(Obiettivo del compito) Riscrivi la parte che inizia con la riga contenente "Using the specimen image, mark the auditorium" e termina con la riga contenente "[407,256,460,301]", sostituendo "auditorium seat" con "theater seat" e lasciando invariato tutto il resto.
*** Voci dell'esercizio ***
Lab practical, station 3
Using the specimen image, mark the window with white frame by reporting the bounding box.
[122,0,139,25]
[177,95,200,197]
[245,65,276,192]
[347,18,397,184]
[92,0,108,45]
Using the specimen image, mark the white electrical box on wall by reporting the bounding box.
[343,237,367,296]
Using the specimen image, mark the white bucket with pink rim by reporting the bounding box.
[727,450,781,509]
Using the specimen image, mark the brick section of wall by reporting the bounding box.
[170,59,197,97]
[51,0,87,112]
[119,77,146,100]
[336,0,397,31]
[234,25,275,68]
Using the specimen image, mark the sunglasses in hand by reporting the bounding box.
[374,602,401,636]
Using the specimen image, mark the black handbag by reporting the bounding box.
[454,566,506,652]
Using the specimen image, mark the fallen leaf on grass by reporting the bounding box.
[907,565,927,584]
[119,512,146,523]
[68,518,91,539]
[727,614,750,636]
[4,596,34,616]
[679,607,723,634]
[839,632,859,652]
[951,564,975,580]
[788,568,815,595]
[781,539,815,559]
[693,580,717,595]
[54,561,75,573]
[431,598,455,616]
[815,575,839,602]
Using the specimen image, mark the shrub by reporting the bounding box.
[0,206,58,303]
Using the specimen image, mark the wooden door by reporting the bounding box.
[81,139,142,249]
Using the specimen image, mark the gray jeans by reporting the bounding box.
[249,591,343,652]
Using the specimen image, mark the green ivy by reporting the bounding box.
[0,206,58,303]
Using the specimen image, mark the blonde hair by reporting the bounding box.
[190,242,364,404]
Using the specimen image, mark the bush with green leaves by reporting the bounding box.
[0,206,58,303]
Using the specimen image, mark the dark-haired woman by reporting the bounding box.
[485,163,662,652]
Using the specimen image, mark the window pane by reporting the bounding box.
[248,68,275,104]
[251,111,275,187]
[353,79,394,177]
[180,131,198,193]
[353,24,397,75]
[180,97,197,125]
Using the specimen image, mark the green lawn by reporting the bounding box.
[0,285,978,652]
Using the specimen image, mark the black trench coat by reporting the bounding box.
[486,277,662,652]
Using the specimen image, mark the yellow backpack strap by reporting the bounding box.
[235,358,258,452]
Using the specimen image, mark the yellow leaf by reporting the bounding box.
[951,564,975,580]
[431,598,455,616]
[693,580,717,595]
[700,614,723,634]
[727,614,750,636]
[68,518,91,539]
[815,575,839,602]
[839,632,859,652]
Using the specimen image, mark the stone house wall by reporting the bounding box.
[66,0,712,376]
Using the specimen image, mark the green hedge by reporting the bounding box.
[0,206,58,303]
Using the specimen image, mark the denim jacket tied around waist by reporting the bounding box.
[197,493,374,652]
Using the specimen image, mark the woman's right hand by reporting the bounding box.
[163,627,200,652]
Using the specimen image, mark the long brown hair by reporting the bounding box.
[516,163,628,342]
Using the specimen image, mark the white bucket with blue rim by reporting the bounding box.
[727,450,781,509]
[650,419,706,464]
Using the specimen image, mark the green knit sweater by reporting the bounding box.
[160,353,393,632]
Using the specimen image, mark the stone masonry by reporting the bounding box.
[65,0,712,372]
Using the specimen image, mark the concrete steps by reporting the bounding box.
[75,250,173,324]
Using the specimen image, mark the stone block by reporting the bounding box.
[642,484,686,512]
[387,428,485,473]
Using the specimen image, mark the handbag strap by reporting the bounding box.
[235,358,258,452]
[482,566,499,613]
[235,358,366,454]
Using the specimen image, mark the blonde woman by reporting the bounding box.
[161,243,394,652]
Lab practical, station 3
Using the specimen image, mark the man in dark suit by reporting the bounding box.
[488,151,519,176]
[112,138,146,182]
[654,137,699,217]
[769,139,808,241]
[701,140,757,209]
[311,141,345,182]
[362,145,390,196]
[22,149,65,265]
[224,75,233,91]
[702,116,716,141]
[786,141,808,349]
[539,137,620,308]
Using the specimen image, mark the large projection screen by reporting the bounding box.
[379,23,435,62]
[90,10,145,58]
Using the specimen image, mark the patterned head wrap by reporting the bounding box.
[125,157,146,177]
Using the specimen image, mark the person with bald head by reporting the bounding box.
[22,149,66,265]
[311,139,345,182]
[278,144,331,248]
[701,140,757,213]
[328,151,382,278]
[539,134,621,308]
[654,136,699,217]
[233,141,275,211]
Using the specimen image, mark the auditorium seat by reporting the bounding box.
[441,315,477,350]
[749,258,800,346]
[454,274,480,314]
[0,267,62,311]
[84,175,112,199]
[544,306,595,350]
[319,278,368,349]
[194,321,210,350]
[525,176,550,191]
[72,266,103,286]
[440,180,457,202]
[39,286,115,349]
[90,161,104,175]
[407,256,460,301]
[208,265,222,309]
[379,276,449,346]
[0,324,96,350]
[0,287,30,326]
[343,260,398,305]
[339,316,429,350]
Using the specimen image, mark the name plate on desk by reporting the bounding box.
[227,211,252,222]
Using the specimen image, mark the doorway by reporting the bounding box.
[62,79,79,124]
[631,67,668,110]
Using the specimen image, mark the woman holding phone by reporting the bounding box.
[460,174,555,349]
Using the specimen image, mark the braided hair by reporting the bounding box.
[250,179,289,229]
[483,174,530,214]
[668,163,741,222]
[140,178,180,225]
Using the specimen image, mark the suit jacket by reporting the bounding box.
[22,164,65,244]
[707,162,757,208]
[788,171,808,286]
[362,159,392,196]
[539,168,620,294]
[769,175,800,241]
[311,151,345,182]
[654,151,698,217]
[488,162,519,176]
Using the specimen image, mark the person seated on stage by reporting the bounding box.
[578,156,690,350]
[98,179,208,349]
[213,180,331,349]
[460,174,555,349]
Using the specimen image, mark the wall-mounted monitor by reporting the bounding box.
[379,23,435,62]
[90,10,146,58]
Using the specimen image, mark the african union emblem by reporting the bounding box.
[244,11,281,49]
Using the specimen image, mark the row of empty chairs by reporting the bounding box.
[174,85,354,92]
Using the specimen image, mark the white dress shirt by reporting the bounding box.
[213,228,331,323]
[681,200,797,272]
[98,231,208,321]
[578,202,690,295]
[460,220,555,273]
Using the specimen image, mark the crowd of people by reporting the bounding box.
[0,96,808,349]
***
(Risultato dell'esercizio)
Using the specimen image, mark the theater seat by reporting the bounding box.
[441,315,477,350]
[749,258,800,346]
[454,274,480,314]
[0,267,62,311]
[84,175,112,199]
[544,306,595,350]
[319,278,368,349]
[194,321,210,350]
[525,176,550,191]
[72,266,103,286]
[440,180,457,202]
[39,286,115,349]
[90,161,104,175]
[407,256,460,301]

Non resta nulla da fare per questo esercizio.